# REQUIRED TASK A
Translate this sentence from the marathon training post into Spanish: "Of course, the answer is yes, and no."
# REQUIRED TASK B
Pick up the marathon training post after its last sentence and keep writing it.

# EXCERPT
■ ■ ■ ■

• About
  • Blog
  • Gallery
  • Book/Appearances
  • Plant Based Recipes
  • Contact
Menu

T

Street Address
City, State, Zip
Phone Number
It doesn't matter how I feel, I will do it anyway.

Taryn Spates

T

  • About
  • Blog
  • Gallery
  • Book/Appearances
  • Plant Based Recipes
  • Contact

The Boston Build - How To Escape From Quicksand

March 31, 2026 Taryn Spates

While lying in bed on Sunday night smiling after running a steady eighteen and a half miles earlier in the day, I couldn’t imagine how I would be able to run twenty-six point two miles any faster on April 20th? I have run many marathons, some might say too many, and most of them have been completed at a quickish pace of time ticking on the clock, certainly faster than during training runs, but those memories felt like dusty ancient history on Sunday, truly, as I was drifting off toward slumber, I couldn’t help but wonder, was that me? Of course, the answer is yes, and no.

■ ■ ■ ■

# ENTRIES
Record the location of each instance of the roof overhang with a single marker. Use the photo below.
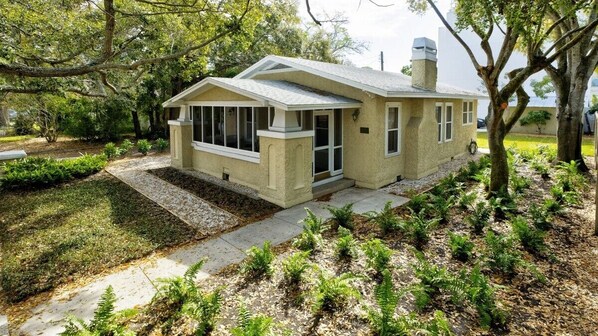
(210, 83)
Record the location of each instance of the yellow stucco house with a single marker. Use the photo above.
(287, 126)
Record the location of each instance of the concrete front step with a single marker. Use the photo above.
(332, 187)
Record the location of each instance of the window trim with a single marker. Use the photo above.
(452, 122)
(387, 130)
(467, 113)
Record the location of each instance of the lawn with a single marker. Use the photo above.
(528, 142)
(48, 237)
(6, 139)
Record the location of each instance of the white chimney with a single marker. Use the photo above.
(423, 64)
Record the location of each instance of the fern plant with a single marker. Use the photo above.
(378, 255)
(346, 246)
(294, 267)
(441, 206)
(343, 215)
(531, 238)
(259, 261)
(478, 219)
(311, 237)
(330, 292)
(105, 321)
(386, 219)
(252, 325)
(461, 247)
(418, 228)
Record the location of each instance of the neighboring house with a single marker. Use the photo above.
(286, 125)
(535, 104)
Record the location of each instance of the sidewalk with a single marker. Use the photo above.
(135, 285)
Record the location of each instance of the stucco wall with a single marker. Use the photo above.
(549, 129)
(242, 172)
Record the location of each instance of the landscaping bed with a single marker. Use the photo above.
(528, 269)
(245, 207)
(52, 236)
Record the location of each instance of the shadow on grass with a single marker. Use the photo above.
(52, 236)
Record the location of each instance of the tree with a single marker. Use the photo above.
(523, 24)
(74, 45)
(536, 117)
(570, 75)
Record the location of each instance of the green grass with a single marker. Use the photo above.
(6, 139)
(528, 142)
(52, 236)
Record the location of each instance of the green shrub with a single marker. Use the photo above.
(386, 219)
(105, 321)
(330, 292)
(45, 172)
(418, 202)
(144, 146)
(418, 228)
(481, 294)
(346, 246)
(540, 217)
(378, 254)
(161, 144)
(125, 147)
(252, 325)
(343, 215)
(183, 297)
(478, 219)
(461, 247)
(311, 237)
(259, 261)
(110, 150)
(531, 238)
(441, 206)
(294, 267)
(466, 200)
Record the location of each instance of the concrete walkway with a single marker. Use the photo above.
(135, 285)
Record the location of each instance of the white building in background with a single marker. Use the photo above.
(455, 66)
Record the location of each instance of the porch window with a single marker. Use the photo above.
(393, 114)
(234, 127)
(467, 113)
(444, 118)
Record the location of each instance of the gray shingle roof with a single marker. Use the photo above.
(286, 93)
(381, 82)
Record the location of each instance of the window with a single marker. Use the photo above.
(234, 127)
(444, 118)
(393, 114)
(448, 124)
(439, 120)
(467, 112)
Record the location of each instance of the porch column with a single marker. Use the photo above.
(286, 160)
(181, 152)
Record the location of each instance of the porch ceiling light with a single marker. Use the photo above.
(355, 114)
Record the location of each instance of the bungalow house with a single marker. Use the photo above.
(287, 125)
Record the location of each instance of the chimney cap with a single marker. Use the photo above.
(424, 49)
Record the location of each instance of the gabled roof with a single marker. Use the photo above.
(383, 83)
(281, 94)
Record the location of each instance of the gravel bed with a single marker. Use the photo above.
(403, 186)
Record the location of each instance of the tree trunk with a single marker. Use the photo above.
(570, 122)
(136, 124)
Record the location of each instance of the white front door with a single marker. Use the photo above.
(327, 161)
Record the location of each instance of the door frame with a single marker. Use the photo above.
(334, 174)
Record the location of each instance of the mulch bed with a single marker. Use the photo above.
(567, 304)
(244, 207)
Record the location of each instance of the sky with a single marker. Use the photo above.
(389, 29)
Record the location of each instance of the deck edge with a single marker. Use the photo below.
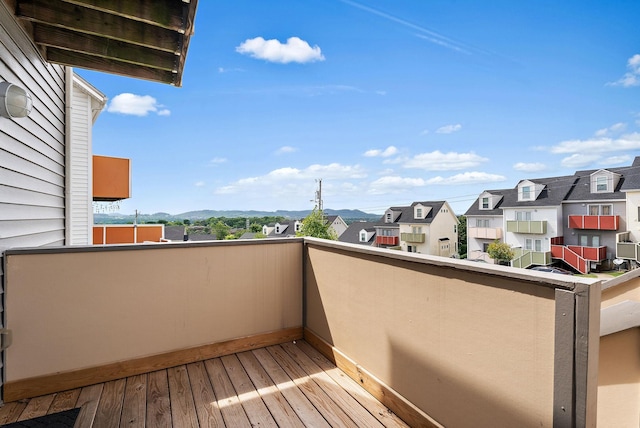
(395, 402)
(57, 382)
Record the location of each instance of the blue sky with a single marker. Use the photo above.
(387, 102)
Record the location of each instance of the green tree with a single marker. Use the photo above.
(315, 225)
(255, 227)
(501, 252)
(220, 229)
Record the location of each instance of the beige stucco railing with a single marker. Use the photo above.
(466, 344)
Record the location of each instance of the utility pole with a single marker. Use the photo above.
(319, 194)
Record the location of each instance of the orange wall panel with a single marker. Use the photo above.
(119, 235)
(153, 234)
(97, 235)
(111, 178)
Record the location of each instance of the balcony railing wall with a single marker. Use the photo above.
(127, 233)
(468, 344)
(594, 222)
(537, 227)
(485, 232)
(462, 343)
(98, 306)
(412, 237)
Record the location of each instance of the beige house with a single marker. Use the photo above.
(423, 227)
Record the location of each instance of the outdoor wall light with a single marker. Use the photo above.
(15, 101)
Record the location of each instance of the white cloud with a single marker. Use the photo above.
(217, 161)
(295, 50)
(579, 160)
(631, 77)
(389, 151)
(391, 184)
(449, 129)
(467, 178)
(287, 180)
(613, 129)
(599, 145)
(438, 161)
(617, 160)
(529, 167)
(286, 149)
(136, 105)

■ ■ ■ ■

# EXERCISE RESULT A
Por supuesto, la respuesta es sí, y no.

# EXERCISE RESULT B
The last four occasions that I’ve run the Boston marathon my body was much more intact, and as a genuinely middle-aged human being, (I turned forty-six and a half on St. Patrick’s Day), I know the sensations of injury, fitness, fatigue, elation, satisfaction, suffering, and joy very well, (some of them too well), but I appreciate them all, because I’d rather feel something, even defeat and disappointment, than nothing at all.

I’ve learned that pain is temporary, but numbness is powerful and paralyzing; not believing in a reason to keep going is like slipping into quicksand, panicking and flailing while being stuck in place.

Pre run mobility.

I am familiar with being stuck. I loathe that feeling. However, the way to escape quicksand is to slow down, stay calm, and move slowly to loosen up the constricting sand. I don’t know if I would’ve escaped my own quicksand scenario(s) if I didn’t allow my body and mind to slow down, stay calm, and metaphorically loosen the constricting sand around my damaged limbs and fragile psyche, but I am grateful that I did because I believe that is how I can keep moving forward today.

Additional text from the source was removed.